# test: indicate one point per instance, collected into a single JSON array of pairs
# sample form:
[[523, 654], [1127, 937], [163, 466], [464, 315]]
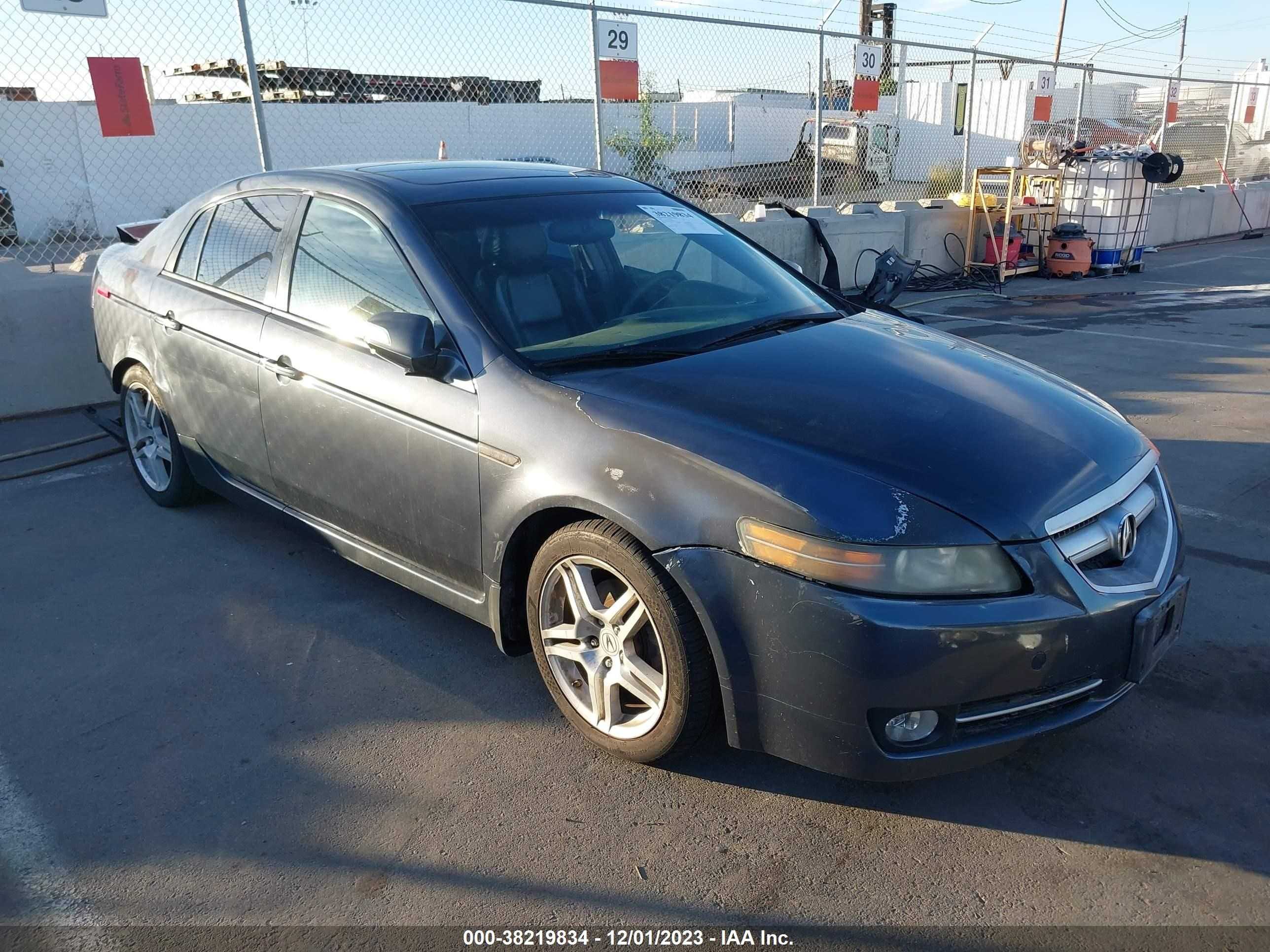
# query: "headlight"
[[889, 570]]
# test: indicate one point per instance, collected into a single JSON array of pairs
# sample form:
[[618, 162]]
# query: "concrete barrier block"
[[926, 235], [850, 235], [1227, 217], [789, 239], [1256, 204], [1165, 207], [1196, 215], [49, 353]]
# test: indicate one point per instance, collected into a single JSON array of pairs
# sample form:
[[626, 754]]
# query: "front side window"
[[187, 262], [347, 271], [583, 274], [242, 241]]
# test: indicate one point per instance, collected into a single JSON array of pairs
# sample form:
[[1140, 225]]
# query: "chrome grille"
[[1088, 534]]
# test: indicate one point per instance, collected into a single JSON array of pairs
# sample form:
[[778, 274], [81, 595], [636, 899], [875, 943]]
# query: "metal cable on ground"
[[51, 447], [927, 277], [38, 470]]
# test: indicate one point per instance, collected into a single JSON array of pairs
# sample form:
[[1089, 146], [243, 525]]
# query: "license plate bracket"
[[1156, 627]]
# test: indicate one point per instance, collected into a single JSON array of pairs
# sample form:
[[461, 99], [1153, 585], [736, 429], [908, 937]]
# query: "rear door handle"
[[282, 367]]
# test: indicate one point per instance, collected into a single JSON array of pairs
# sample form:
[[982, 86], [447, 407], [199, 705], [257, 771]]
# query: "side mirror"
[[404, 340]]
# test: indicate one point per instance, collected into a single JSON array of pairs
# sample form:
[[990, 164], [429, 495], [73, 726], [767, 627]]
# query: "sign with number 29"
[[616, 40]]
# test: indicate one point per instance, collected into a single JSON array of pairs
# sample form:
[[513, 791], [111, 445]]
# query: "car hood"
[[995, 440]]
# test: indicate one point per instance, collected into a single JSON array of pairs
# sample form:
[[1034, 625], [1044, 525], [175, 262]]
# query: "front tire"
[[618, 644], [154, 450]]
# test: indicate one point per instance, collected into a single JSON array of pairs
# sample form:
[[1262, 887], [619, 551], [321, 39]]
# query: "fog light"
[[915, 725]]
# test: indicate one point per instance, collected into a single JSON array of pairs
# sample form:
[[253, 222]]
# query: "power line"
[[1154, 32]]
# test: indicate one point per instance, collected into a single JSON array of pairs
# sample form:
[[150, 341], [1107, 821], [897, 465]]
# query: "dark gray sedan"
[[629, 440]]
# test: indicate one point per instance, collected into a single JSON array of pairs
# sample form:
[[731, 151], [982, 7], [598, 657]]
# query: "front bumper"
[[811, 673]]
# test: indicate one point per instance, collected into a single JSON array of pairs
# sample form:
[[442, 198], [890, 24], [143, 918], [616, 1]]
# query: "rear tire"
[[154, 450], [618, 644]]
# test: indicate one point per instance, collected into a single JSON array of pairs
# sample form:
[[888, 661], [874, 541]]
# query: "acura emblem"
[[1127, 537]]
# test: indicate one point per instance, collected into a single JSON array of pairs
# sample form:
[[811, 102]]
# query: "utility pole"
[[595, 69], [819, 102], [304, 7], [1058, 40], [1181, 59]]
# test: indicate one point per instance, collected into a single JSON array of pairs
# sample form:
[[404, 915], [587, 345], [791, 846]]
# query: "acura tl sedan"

===

Turn the material into a numbered list, one entry per line, starting at its first line and stopping after the line that contains "[[618, 644], [154, 450]]". Skip blank lines and leave the pictures out.

1. # test: indicate one point per instance, collected into a single JSON array of pairs
2. # sample form:
3. [[523, 654], [1127, 937], [163, 466], [464, 315]]
4. # query: "headlight"
5. [[889, 570]]
6. # test: indicate one point per instance, collected into a single JSON array of pairs
7. # sample form:
8. [[618, 162]]
9. # query: "concrete barrier block"
10. [[926, 235], [850, 235], [1227, 217], [789, 239], [1256, 204], [1165, 207], [1196, 215], [49, 353]]
11. # test: indicate one point per instance, collected into a single JSON array of pairs
12. # sample form:
13. [[626, 754]]
14. # query: "front side window"
15. [[187, 262], [347, 271], [583, 274], [242, 241]]
16. # test: indicate one point per instance, collected into a single JSON array of pairs
17. # sample form:
18. [[1140, 225]]
19. # query: "chrome grille"
20. [[1088, 534]]
21. # test: indicate one point per instance, collected into a single JSON array of pairs
22. # sample form:
23. [[778, 274], [81, 595], [636, 899], [875, 943]]
24. # query: "metal cable on ground"
25. [[51, 447], [927, 277], [38, 470]]
26. # test: indicate one point per instance, collected into a single JSON array of pairs
27. # sample form:
28. [[1089, 146], [243, 525]]
29. # query: "license plate bracket"
30. [[1156, 627]]
31. # test: indicate one point per instance, collected into a single JSON array of pairs
32. # sample form:
33. [[461, 99], [1153, 585], [736, 429], [908, 937]]
34. # query: "rear door handle"
35. [[282, 367]]
36. # test: indicate one point per instance, collected into a single JSON array of pairs
37. # sample form:
38. [[982, 86], [447, 407], [199, 705], [257, 771]]
39. # query: "side mirror"
40. [[404, 340]]
41. # test: indicate one point per instance, collected into a single JSON array of pairs
42. # sample form:
43. [[990, 164], [429, 495], [73, 726], [767, 627]]
44. # query: "sign with number 29"
45. [[616, 40]]
46. # test: indicate one point per instance, collected into a single JSON array of pairs
47. # sample form:
48. [[513, 791], [111, 445]]
49. # query: "car hood"
50. [[995, 440]]
51. # test: indicate one point per instance, collected into a single JSON array of pairs
52. # sample form:
53. [[1034, 625], [1044, 525], [175, 262]]
54. # query: "front tire"
55. [[618, 644], [154, 450]]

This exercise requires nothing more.